▸ What to produce
Rewrite all of the data below, replacing "one per line" with "each on its own line" wherever it occurs and keeping everything else the same. Leave the pictures out of your answer.

▸ Material
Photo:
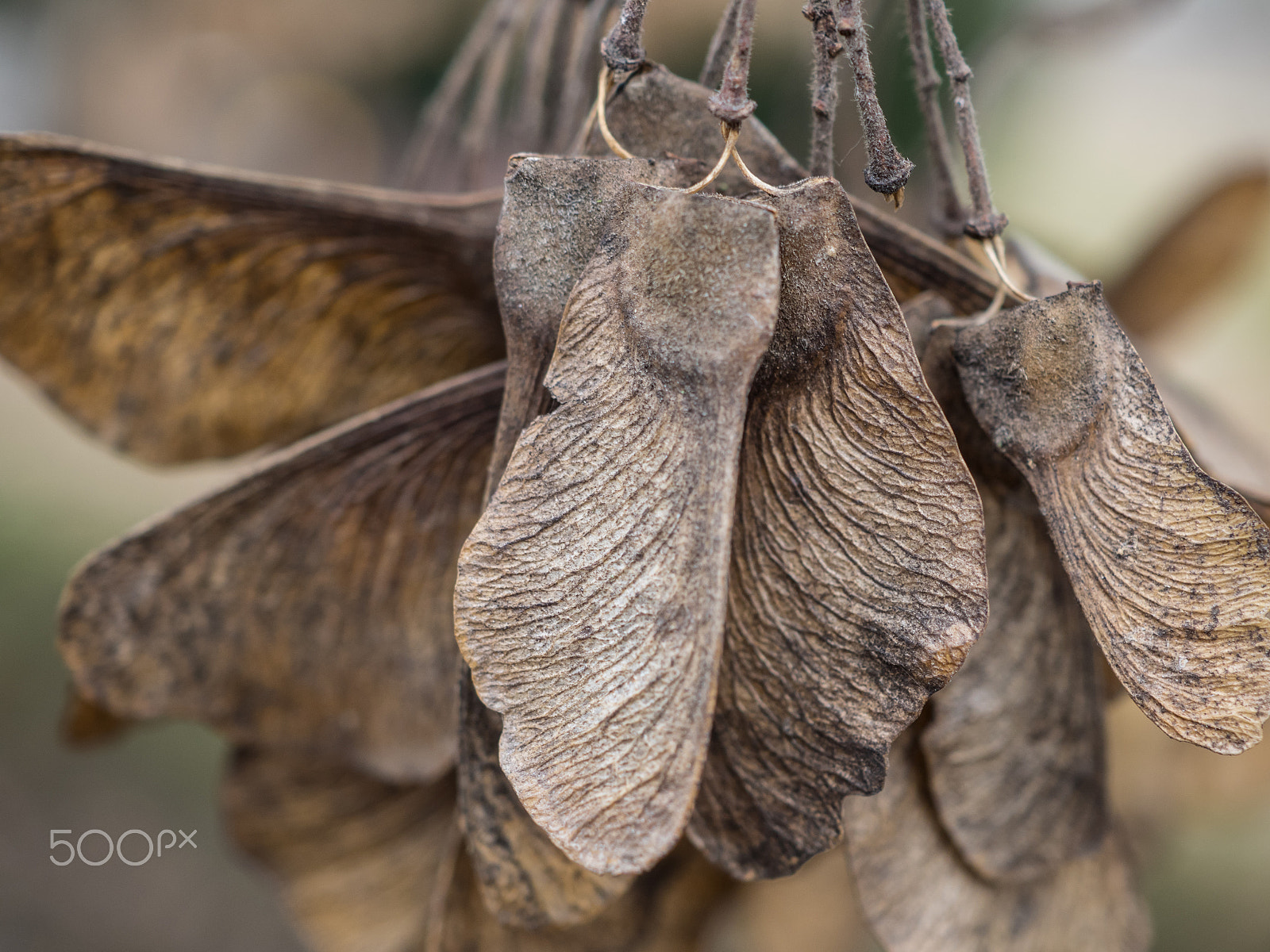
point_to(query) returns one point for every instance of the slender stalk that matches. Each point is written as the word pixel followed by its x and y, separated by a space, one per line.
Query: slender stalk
pixel 950 215
pixel 732 103
pixel 826 48
pixel 624 46
pixel 721 48
pixel 986 221
pixel 888 171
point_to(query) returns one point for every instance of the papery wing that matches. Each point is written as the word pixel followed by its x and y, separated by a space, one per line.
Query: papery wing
pixel 857 573
pixel 309 605
pixel 181 313
pixel 920 898
pixel 1172 568
pixel 591 594
pixel 357 860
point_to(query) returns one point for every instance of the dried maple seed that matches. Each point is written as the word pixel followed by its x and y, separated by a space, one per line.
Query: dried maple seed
pixel 196 314
pixel 334 558
pixel 1014 744
pixel 920 898
pixel 591 594
pixel 1172 568
pixel 857 569
pixel 525 879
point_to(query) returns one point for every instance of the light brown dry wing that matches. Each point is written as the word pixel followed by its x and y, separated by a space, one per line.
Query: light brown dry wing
pixel 525 880
pixel 1014 744
pixel 182 311
pixel 857 577
pixel 920 898
pixel 666 911
pixel 1172 568
pixel 591 596
pixel 357 860
pixel 1195 254
pixel 658 114
pixel 556 213
pixel 309 605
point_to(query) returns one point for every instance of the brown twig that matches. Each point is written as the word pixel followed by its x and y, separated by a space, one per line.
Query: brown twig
pixel 624 46
pixel 732 103
pixel 826 48
pixel 721 48
pixel 888 171
pixel 952 215
pixel 986 221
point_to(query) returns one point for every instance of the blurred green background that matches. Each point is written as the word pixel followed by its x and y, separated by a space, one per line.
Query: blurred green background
pixel 1095 136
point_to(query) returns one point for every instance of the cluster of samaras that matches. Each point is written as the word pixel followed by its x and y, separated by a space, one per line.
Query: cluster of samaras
pixel 709 541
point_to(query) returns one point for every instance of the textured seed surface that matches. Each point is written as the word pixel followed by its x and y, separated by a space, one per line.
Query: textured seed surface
pixel 182 313
pixel 308 606
pixel 857 575
pixel 920 898
pixel 1014 744
pixel 1172 568
pixel 591 594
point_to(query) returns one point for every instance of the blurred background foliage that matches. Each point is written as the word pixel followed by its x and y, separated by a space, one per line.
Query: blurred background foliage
pixel 1099 127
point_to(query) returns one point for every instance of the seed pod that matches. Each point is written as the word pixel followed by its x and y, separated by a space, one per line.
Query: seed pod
pixel 857 573
pixel 306 607
pixel 182 313
pixel 591 596
pixel 1014 746
pixel 920 898
pixel 1172 568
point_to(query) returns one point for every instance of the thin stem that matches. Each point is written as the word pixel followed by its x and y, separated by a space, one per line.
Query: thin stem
pixel 888 171
pixel 732 103
pixel 952 215
pixel 721 48
pixel 984 221
pixel 826 48
pixel 624 46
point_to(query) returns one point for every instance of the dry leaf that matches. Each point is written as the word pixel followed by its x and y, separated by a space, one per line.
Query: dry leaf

▸ Completed exercise
Photo:
point_to(query) returns one point for every instance of the slender stalk that matches. Each point is written as the word pixel followed by its x and y, separated by a space, each on its own line.
Query: slender stalk
pixel 950 215
pixel 732 103
pixel 826 48
pixel 624 46
pixel 721 48
pixel 986 221
pixel 888 171
point_to(query) returns one point for every instance of the papery wing that matches. Each point is written as the word pixel followed by its x and y, separated by a space, each on its own line.
Query: papery wing
pixel 857 573
pixel 309 605
pixel 181 313
pixel 920 898
pixel 1172 568
pixel 591 594
pixel 357 860
point_to(query) returns one point for every instance of the dried maple seed that matches. Each point is written as the word pixel followed by its x and y, separated by a space, each on its own line.
Query: dried maple seed
pixel 196 314
pixel 334 558
pixel 1014 744
pixel 920 898
pixel 591 594
pixel 1172 568
pixel 857 569
pixel 525 879
point_to(query) returns one point for every instance of the light brown dry wing that matches. Each point is written as the word pixel followed by its x and y, separated by a space, each on its own line.
Query: light brown dry wing
pixel 525 880
pixel 1014 744
pixel 182 311
pixel 857 577
pixel 920 898
pixel 666 911
pixel 1172 568
pixel 591 596
pixel 357 860
pixel 1195 254
pixel 658 114
pixel 556 213
pixel 309 605
point_to(query) returns one point for every instance of the brown twig that matches. Each point is written as the word pixel followed by its x and y, separated by a space, each on its own line.
Query: brown twig
pixel 624 46
pixel 732 103
pixel 826 48
pixel 721 48
pixel 888 171
pixel 952 215
pixel 986 221
point_to(query) returns one point for every instance of the blurred green background that matches. Each point is written as the word pixel followed by its x and y, separated by a space, each on its own line.
Query: blurred green background
pixel 1095 136
point_to(query) returns one point for every instance of the cluster of samaras that matches. Each point is written as the word pixel followed by its x and y, separated by a space, each on its own line.
Query: cluster of samaras
pixel 709 541
point_to(query) returns one point for every instance of the textured seed surface that matches. Each point is written as the word pixel followed by its x and y, separated by a space, each on its own line.
Query: textured seed surface
pixel 182 313
pixel 308 606
pixel 857 575
pixel 920 898
pixel 1014 744
pixel 1172 568
pixel 591 594
point_to(query) returns one point for every instance of the blurred background foliage that matches. Each point is written as the word pixel followed by its x and y, separated by a space, each on its own line.
Query: blurred background foliage
pixel 1099 127
point_to(query) returns one point for every instance of the seed pod that matches. Each point is written as the word pixel followed by its x and y, separated by a space, each on its own line.
Query: seed pod
pixel 857 573
pixel 306 607
pixel 182 313
pixel 591 596
pixel 1014 746
pixel 920 898
pixel 1172 568
point_to(query) returns one point for every instance of the thin stem that matches. Each point is written as the word pixel followed by its x and y, separated by a space, each on its own line.
Query: thin stem
pixel 888 171
pixel 732 103
pixel 952 215
pixel 721 48
pixel 984 221
pixel 826 48
pixel 624 46
point_to(query) returns one point for every instance of the dry leaf that matches. Each point is written as the word pixel followed by its x and y, separated by a space, each on its own line.
Query: dry leaf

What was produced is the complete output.